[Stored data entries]
===============

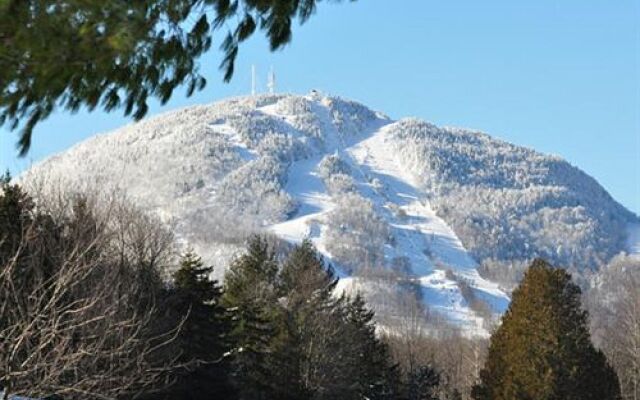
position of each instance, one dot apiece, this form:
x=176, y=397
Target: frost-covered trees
x=509, y=203
x=295, y=339
x=543, y=349
x=615, y=308
x=356, y=235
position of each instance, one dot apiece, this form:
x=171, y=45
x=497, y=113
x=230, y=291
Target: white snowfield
x=324, y=169
x=633, y=241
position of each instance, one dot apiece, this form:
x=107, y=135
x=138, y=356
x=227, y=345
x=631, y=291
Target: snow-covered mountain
x=399, y=207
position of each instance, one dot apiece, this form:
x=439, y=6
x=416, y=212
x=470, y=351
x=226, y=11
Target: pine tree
x=16, y=216
x=376, y=375
x=422, y=383
x=310, y=325
x=250, y=295
x=542, y=350
x=203, y=341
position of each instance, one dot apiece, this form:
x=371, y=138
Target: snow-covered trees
x=510, y=204
x=615, y=324
x=356, y=235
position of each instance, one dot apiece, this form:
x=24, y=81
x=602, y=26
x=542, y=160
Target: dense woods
x=97, y=302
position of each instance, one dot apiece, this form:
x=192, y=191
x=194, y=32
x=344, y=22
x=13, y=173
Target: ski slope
x=250, y=164
x=421, y=236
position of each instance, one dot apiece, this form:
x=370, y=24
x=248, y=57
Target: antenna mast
x=271, y=83
x=253, y=80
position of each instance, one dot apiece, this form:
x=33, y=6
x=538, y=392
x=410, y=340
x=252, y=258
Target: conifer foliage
x=296, y=340
x=203, y=342
x=543, y=350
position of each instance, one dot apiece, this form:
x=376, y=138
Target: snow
x=425, y=239
x=181, y=166
x=633, y=240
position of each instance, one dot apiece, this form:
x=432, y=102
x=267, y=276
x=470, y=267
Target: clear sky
x=560, y=76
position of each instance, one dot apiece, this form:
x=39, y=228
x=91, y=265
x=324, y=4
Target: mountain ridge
x=432, y=205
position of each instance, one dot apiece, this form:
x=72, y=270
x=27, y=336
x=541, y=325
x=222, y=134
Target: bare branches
x=79, y=305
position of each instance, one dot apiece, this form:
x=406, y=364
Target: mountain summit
x=449, y=216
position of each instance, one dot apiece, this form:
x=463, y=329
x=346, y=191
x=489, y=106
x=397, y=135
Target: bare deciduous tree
x=80, y=304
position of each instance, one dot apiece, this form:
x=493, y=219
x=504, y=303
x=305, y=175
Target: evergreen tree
x=203, y=341
x=116, y=54
x=16, y=212
x=307, y=351
x=250, y=295
x=422, y=383
x=542, y=350
x=375, y=374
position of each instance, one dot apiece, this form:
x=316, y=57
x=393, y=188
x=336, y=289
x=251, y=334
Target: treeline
x=87, y=312
x=95, y=304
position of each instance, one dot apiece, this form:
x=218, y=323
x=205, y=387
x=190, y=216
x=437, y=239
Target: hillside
x=400, y=208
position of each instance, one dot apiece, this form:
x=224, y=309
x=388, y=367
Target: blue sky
x=560, y=76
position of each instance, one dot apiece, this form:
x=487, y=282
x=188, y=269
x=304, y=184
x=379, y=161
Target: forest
x=100, y=301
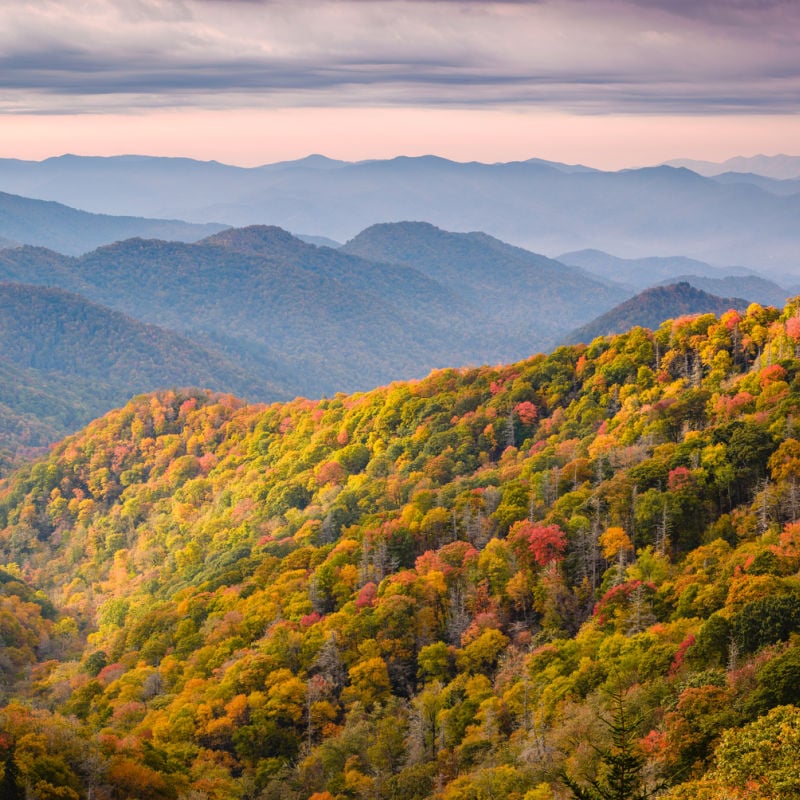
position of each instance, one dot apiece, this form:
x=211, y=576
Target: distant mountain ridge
x=642, y=273
x=315, y=320
x=544, y=206
x=68, y=230
x=780, y=167
x=65, y=360
x=651, y=307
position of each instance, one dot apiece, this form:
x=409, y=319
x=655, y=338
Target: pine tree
x=623, y=762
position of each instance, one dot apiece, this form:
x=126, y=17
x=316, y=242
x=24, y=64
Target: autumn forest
x=573, y=576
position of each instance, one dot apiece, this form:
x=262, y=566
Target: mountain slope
x=67, y=230
x=501, y=283
x=318, y=320
x=545, y=207
x=651, y=307
x=454, y=588
x=642, y=273
x=780, y=167
x=66, y=360
x=752, y=288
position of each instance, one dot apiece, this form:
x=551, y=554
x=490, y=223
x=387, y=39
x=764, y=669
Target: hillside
x=500, y=283
x=752, y=288
x=318, y=320
x=66, y=360
x=68, y=230
x=651, y=307
x=446, y=588
x=545, y=207
x=642, y=273
x=780, y=167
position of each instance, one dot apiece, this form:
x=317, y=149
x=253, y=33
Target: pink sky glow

===============

> Goal: Copy the records above exactly, leaving out every picture.

> The completed task:
position of each instance, one dot apiece, this form:
x=176, y=397
Target: frost-covered trees
x=509, y=203
x=295, y=339
x=543, y=349
x=615, y=308
x=356, y=235
position of each instance, one dot apiece, this form:
x=171, y=45
x=497, y=113
x=230, y=291
Target: white snowfield
x=324, y=169
x=633, y=241
position of each instance, one dot apiece, this form:
x=107, y=135
x=138, y=356
x=227, y=345
x=631, y=291
Target: snow-covered mountain
x=399, y=207
position of each instance, one dot apiece, this form:
x=439, y=6
x=416, y=212
x=470, y=351
x=226, y=11
Target: pine tree
x=16, y=216
x=376, y=375
x=422, y=383
x=310, y=325
x=250, y=295
x=542, y=350
x=203, y=341
position of each instance, one dot apiece, this form:
x=371, y=138
Target: snow-covered trees
x=510, y=204
x=615, y=324
x=356, y=235
position of each instance, one dot apiece, this form:
x=24, y=81
x=602, y=26
x=542, y=160
Target: dense woods
x=97, y=302
position of each instance, one dot apiece, this form:
x=192, y=191
x=194, y=32
x=344, y=22
x=13, y=173
Target: ski slope
x=250, y=164
x=421, y=236
position of each instance, one dot apiece, this form:
x=370, y=24
x=248, y=57
Target: antenna mast
x=271, y=83
x=253, y=80
position of each instance, one dot apiece, this form:
x=33, y=6
x=538, y=392
x=410, y=340
x=252, y=258
Target: conifer foliage
x=296, y=340
x=203, y=342
x=543, y=350
position of each instance, one dot apiece, this form:
x=376, y=138
Target: snow
x=425, y=239
x=181, y=166
x=633, y=240
position of each instance, one dot apiece, this form:
x=432, y=102
x=267, y=276
x=470, y=267
Target: clear sky
x=560, y=76
position of each instance, one dot apiece, this form:
x=39, y=228
x=91, y=265
x=324, y=4
Target: mountain ridge
x=432, y=205
position of each instance, one dot apiece, this form:
x=72, y=270
x=27, y=336
x=541, y=325
x=222, y=134
Target: bare branches
x=79, y=305
position of each instance, one dot apiece, this form:
x=406, y=364
Target: mountain summit
x=449, y=216
position of each instance, one dot apiece, this form:
x=463, y=329
x=346, y=191
x=489, y=106
x=397, y=135
Target: bare deciduous tree
x=80, y=304
position of each instance, one dot apiece, this form:
x=493, y=219
x=504, y=303
x=305, y=175
Target: evergreen tree
x=203, y=341
x=116, y=54
x=16, y=212
x=307, y=351
x=250, y=295
x=422, y=383
x=542, y=350
x=375, y=374
position of each instance, one dot apiece, this form:
x=316, y=57
x=393, y=188
x=336, y=289
x=251, y=334
Target: treeline
x=87, y=312
x=95, y=304
position of each instance, one dot apiece, this form:
x=218, y=323
x=205, y=387
x=190, y=216
x=437, y=239
Target: hillside
x=400, y=208
position of each instance, one dot apiece, this form:
x=224, y=309
x=388, y=367
Target: blue sky
x=560, y=76
position of each instance, one dot apiece, this form:
x=487, y=282
x=188, y=269
x=304, y=184
x=379, y=161
Target: forest
x=100, y=301
position of each instance, one dot apiece, this form:
x=211, y=576
Target: distant mountain ridge
x=642, y=273
x=315, y=320
x=544, y=206
x=68, y=230
x=780, y=167
x=65, y=360
x=651, y=307
position of each instance, one dot apiece, this form:
x=409, y=319
x=655, y=338
Target: pine tree
x=623, y=762
position of each instance, one dot apiece, this form:
x=126, y=17
x=316, y=242
x=24, y=64
Target: autumn forest
x=573, y=576
position of each instance, one dot apiece, this form:
x=262, y=566
Target: mountain slope
x=67, y=230
x=501, y=283
x=318, y=320
x=545, y=207
x=651, y=307
x=454, y=588
x=642, y=273
x=780, y=167
x=66, y=360
x=752, y=288
position of each instance, one dot apiece, this form:
x=551, y=554
x=490, y=223
x=387, y=39
x=764, y=669
Target: hillside
x=500, y=283
x=752, y=288
x=318, y=320
x=66, y=360
x=68, y=230
x=651, y=307
x=446, y=588
x=545, y=207
x=642, y=273
x=780, y=167
position of each instance, one dot apiece, this form:
x=317, y=149
x=253, y=33
Target: pink sky glow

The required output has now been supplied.